--- START THE DATA ---

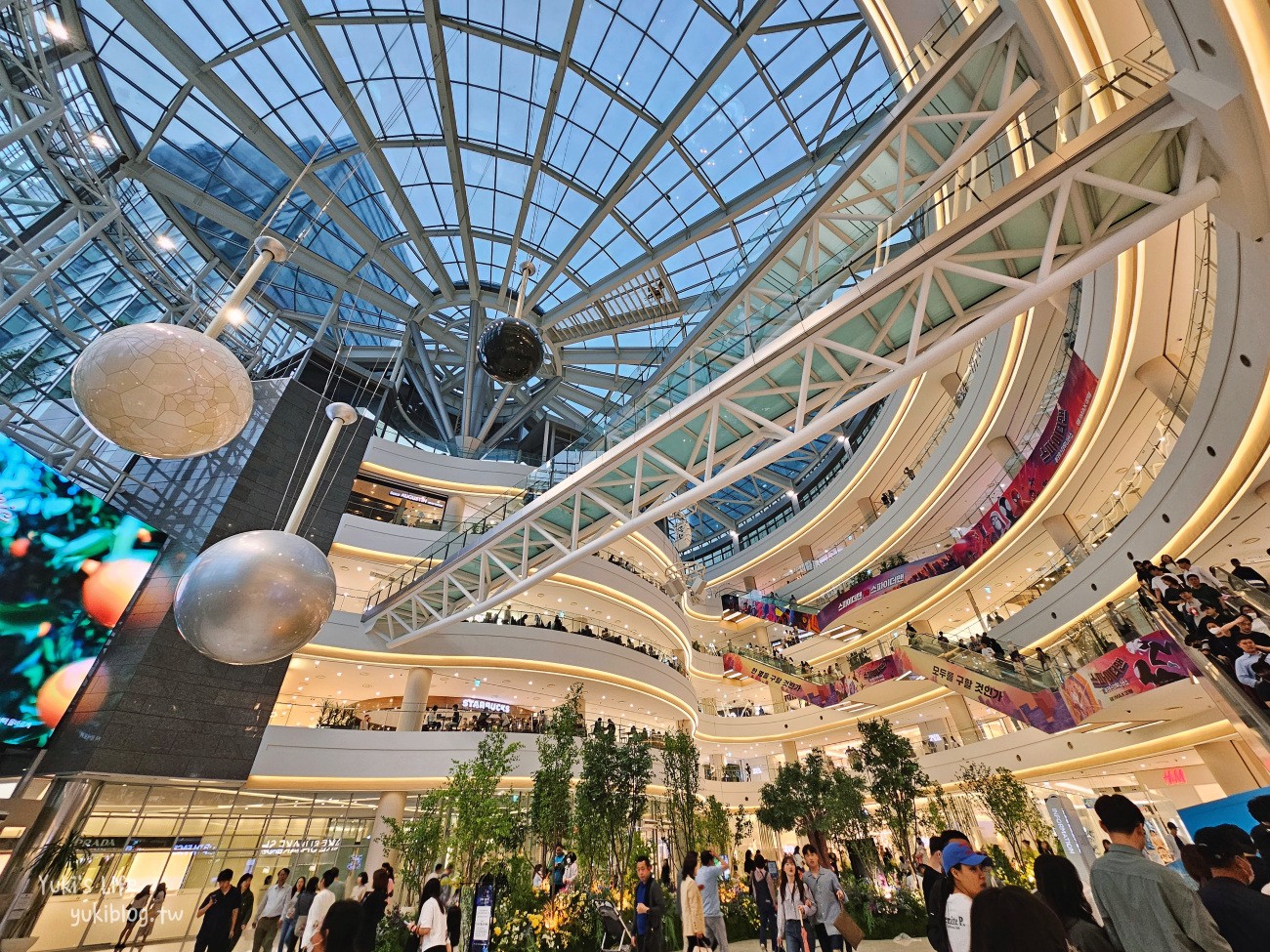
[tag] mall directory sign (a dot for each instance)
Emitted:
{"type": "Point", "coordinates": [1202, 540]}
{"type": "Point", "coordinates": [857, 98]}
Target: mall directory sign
{"type": "Point", "coordinates": [68, 567]}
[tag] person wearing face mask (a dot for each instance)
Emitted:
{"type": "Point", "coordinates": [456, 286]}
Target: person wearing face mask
{"type": "Point", "coordinates": [968, 876]}
{"type": "Point", "coordinates": [1146, 906]}
{"type": "Point", "coordinates": [1243, 914]}
{"type": "Point", "coordinates": [762, 888]}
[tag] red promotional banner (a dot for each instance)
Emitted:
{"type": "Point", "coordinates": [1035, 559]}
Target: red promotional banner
{"type": "Point", "coordinates": [821, 694]}
{"type": "Point", "coordinates": [1065, 423]}
{"type": "Point", "coordinates": [1150, 661]}
{"type": "Point", "coordinates": [883, 583]}
{"type": "Point", "coordinates": [1142, 665]}
{"type": "Point", "coordinates": [771, 612]}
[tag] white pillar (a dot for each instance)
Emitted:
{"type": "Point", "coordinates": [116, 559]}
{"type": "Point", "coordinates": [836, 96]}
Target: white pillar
{"type": "Point", "coordinates": [414, 701]}
{"type": "Point", "coordinates": [392, 807]}
{"type": "Point", "coordinates": [1233, 766]}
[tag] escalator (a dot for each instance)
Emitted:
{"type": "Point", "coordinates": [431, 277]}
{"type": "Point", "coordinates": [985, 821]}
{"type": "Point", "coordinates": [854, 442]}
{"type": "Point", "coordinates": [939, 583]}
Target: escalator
{"type": "Point", "coordinates": [822, 690]}
{"type": "Point", "coordinates": [1049, 699]}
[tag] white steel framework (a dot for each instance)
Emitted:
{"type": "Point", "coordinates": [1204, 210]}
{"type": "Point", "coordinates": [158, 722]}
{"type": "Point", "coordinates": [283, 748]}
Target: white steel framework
{"type": "Point", "coordinates": [1062, 191]}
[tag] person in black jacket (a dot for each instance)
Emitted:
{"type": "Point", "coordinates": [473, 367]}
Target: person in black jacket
{"type": "Point", "coordinates": [935, 889]}
{"type": "Point", "coordinates": [1243, 914]}
{"type": "Point", "coordinates": [649, 908]}
{"type": "Point", "coordinates": [762, 888]}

--- END THE DATA ---

Using the records above, please retype only the run of lines from the line holding "[tag] white pillar (a dot for each instance)" through the last line, both ends included.

--- RESULT ---
[tag] white pillar (a dot for each instance)
Emitted:
{"type": "Point", "coordinates": [116, 559]}
{"type": "Point", "coordinates": [836, 96]}
Target: white pillar
{"type": "Point", "coordinates": [414, 701]}
{"type": "Point", "coordinates": [392, 807]}
{"type": "Point", "coordinates": [1233, 766]}
[tag] escalator (a dot for each instance)
Emitted:
{"type": "Point", "coordinates": [431, 277]}
{"type": "Point", "coordinates": [985, 821]}
{"type": "Point", "coordinates": [854, 442]}
{"type": "Point", "coordinates": [939, 583]}
Target: escalator
{"type": "Point", "coordinates": [822, 690]}
{"type": "Point", "coordinates": [1049, 699]}
[tag] white steel framework (a dot for each instance)
Emitted:
{"type": "Point", "coordinates": [1204, 210]}
{"type": "Point", "coordinates": [158, 722]}
{"type": "Point", "coordinates": [283, 748]}
Target: white steel framework
{"type": "Point", "coordinates": [1062, 191]}
[tag] person in black jacket (a dot for each instance)
Emitted:
{"type": "Point", "coordinates": [473, 367]}
Target: person in black jacket
{"type": "Point", "coordinates": [935, 889]}
{"type": "Point", "coordinates": [1243, 914]}
{"type": "Point", "coordinates": [649, 908]}
{"type": "Point", "coordinates": [762, 888]}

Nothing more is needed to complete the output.